## Data listing
━━━━━━━━
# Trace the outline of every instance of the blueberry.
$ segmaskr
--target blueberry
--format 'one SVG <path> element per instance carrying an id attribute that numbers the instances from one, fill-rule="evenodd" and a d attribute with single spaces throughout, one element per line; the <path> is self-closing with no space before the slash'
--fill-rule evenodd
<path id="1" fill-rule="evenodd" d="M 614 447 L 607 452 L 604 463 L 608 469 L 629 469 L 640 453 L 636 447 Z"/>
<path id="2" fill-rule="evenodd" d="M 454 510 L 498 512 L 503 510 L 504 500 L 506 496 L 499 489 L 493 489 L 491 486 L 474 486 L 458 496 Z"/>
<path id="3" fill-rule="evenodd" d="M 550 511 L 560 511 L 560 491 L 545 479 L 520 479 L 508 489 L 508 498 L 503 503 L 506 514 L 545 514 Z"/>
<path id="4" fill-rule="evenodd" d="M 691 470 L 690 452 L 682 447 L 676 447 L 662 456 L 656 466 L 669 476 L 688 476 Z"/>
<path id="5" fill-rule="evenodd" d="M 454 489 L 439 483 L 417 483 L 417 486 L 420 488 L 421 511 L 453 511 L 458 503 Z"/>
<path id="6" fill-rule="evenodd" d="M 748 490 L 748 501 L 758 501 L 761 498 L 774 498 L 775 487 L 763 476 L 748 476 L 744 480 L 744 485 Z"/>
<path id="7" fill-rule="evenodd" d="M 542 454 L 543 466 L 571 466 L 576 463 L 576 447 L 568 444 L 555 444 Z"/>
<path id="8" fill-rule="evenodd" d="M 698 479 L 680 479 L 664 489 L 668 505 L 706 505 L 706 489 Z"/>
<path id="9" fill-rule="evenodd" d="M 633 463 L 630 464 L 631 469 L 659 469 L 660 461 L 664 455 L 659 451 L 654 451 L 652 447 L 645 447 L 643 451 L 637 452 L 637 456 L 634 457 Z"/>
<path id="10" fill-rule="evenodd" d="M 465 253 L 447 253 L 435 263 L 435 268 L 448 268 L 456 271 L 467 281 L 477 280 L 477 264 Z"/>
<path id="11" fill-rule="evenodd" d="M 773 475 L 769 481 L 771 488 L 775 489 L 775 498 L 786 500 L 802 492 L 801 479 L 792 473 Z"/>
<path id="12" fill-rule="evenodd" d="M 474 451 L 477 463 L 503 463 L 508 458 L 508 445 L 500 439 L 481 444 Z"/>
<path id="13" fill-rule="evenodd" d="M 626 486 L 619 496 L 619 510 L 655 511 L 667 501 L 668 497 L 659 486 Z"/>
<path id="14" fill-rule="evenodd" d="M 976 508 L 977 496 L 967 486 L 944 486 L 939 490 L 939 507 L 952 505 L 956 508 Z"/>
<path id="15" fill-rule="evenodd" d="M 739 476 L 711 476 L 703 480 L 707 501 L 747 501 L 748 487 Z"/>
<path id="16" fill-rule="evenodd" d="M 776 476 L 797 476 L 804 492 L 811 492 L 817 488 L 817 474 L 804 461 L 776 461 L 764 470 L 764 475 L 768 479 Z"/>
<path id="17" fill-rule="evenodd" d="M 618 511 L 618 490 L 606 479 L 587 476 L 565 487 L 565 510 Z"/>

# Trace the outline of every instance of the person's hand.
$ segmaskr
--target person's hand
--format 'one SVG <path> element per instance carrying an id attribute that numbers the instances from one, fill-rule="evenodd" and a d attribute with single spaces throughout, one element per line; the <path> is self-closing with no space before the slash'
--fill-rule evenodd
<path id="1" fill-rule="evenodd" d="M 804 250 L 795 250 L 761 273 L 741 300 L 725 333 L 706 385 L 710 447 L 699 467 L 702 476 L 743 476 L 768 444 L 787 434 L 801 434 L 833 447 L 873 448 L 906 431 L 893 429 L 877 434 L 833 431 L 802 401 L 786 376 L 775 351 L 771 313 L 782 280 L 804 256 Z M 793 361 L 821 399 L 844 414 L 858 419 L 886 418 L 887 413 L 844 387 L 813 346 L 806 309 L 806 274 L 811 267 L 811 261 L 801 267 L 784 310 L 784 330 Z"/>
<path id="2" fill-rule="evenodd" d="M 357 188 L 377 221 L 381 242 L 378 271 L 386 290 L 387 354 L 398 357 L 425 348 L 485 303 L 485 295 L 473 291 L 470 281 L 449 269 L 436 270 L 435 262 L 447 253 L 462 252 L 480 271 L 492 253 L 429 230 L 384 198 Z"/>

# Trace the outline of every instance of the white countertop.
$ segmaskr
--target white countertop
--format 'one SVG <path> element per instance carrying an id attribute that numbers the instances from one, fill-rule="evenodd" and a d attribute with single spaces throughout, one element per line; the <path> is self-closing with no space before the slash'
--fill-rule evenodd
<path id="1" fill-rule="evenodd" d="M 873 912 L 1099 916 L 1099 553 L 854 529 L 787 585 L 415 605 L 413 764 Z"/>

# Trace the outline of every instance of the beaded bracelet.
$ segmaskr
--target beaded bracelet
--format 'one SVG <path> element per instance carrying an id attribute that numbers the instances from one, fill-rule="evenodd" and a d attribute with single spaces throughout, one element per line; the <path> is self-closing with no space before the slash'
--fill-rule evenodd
━━━━━━━━
## Task directions
Reproduce all the data word for word.

## Solution to this task
# Trace the outline of every instance of the blueberry.
$ segmaskr
--target blueberry
--format 'one SVG <path> element per instance carrying an id attribute that numbers the instances from one, fill-rule="evenodd" and a d attribute with single spaces throughout, one element per line; the <path> is self-closing with no space before the slash'
--fill-rule evenodd
<path id="1" fill-rule="evenodd" d="M 614 447 L 607 452 L 604 463 L 608 469 L 629 469 L 640 453 L 636 447 Z"/>
<path id="2" fill-rule="evenodd" d="M 454 510 L 498 512 L 503 510 L 504 500 L 506 496 L 499 489 L 493 489 L 491 486 L 474 486 L 458 496 Z"/>
<path id="3" fill-rule="evenodd" d="M 550 511 L 560 511 L 560 491 L 545 479 L 520 479 L 508 489 L 508 498 L 503 503 L 506 514 L 545 514 Z"/>
<path id="4" fill-rule="evenodd" d="M 691 470 L 690 452 L 682 447 L 676 447 L 662 456 L 656 466 L 669 476 L 688 476 Z"/>
<path id="5" fill-rule="evenodd" d="M 454 489 L 439 483 L 417 483 L 417 486 L 420 488 L 421 511 L 453 511 L 458 503 Z"/>
<path id="6" fill-rule="evenodd" d="M 748 490 L 748 501 L 758 501 L 761 498 L 774 498 L 775 487 L 763 476 L 748 476 L 744 480 L 744 485 Z"/>
<path id="7" fill-rule="evenodd" d="M 542 454 L 543 466 L 571 466 L 576 463 L 576 447 L 568 444 L 555 444 Z"/>
<path id="8" fill-rule="evenodd" d="M 698 479 L 680 479 L 664 489 L 668 505 L 706 505 L 706 489 Z"/>
<path id="9" fill-rule="evenodd" d="M 633 463 L 630 464 L 631 469 L 659 469 L 660 461 L 664 455 L 659 451 L 654 451 L 652 447 L 645 447 L 643 451 L 637 452 L 637 456 L 634 457 Z"/>
<path id="10" fill-rule="evenodd" d="M 465 253 L 447 253 L 435 263 L 435 268 L 448 268 L 456 271 L 467 281 L 477 280 L 477 264 Z"/>
<path id="11" fill-rule="evenodd" d="M 773 475 L 769 481 L 771 488 L 775 489 L 775 498 L 786 500 L 802 492 L 801 479 L 792 473 Z"/>
<path id="12" fill-rule="evenodd" d="M 474 451 L 477 463 L 503 463 L 508 458 L 508 445 L 500 439 L 481 444 Z"/>
<path id="13" fill-rule="evenodd" d="M 626 486 L 619 496 L 619 510 L 655 511 L 667 501 L 668 497 L 659 486 Z"/>
<path id="14" fill-rule="evenodd" d="M 976 508 L 977 496 L 967 486 L 944 486 L 939 490 L 939 507 L 952 505 L 956 508 Z"/>
<path id="15" fill-rule="evenodd" d="M 739 476 L 711 476 L 703 480 L 707 501 L 747 501 L 748 487 Z"/>
<path id="16" fill-rule="evenodd" d="M 776 476 L 797 476 L 804 492 L 811 492 L 817 488 L 817 474 L 804 461 L 776 461 L 764 470 L 764 475 L 768 479 Z"/>
<path id="17" fill-rule="evenodd" d="M 618 511 L 618 490 L 606 479 L 587 476 L 565 487 L 565 510 Z"/>

# Trace the outline of every instance of the person's hand.
$ segmaskr
--target person's hand
--format 'one SVG <path> element per instance carrying an id attribute that numbers the instances from one, fill-rule="evenodd" and a d attribute with single spaces throughout, one element per line; the <path> is self-closing with no space before the slash'
--fill-rule evenodd
<path id="1" fill-rule="evenodd" d="M 804 250 L 795 250 L 761 273 L 741 300 L 725 333 L 706 385 L 710 447 L 699 467 L 702 476 L 743 476 L 768 444 L 787 434 L 801 434 L 833 447 L 873 448 L 906 431 L 893 429 L 877 434 L 833 431 L 802 401 L 786 376 L 775 351 L 771 313 L 782 280 L 804 256 Z M 793 361 L 821 399 L 844 414 L 858 419 L 886 418 L 887 413 L 844 387 L 813 346 L 806 309 L 806 274 L 811 267 L 811 261 L 801 267 L 784 310 L 784 330 Z"/>
<path id="2" fill-rule="evenodd" d="M 357 188 L 377 221 L 381 242 L 378 271 L 386 290 L 387 354 L 398 357 L 425 348 L 485 303 L 485 295 L 473 291 L 470 281 L 449 269 L 436 270 L 435 262 L 447 253 L 462 252 L 480 271 L 492 253 L 429 230 L 384 198 Z"/>

# Trace the outline of every instance of the white countertop.
$ segmaskr
--target white countertop
--format 'one SVG <path> element per instance carrying an id attribute that numbers the instances from one, fill-rule="evenodd" and a d attribute with single spaces throughout, one element per line; the <path> is self-closing with no space before the slash'
--fill-rule evenodd
<path id="1" fill-rule="evenodd" d="M 873 912 L 1099 916 L 1099 553 L 854 529 L 787 585 L 415 605 L 413 764 Z"/>

# Trace the outline of every instance of the beaded bracelet.
$ segmaskr
--target beaded bracelet
--format 'one SVG <path> element per instance carrying an id attribute that numbers the instances from one, fill-rule="evenodd" and a d attribute with single spaces throughout, one element per line; the <path> is self-closing with no space before the slash'
--fill-rule evenodd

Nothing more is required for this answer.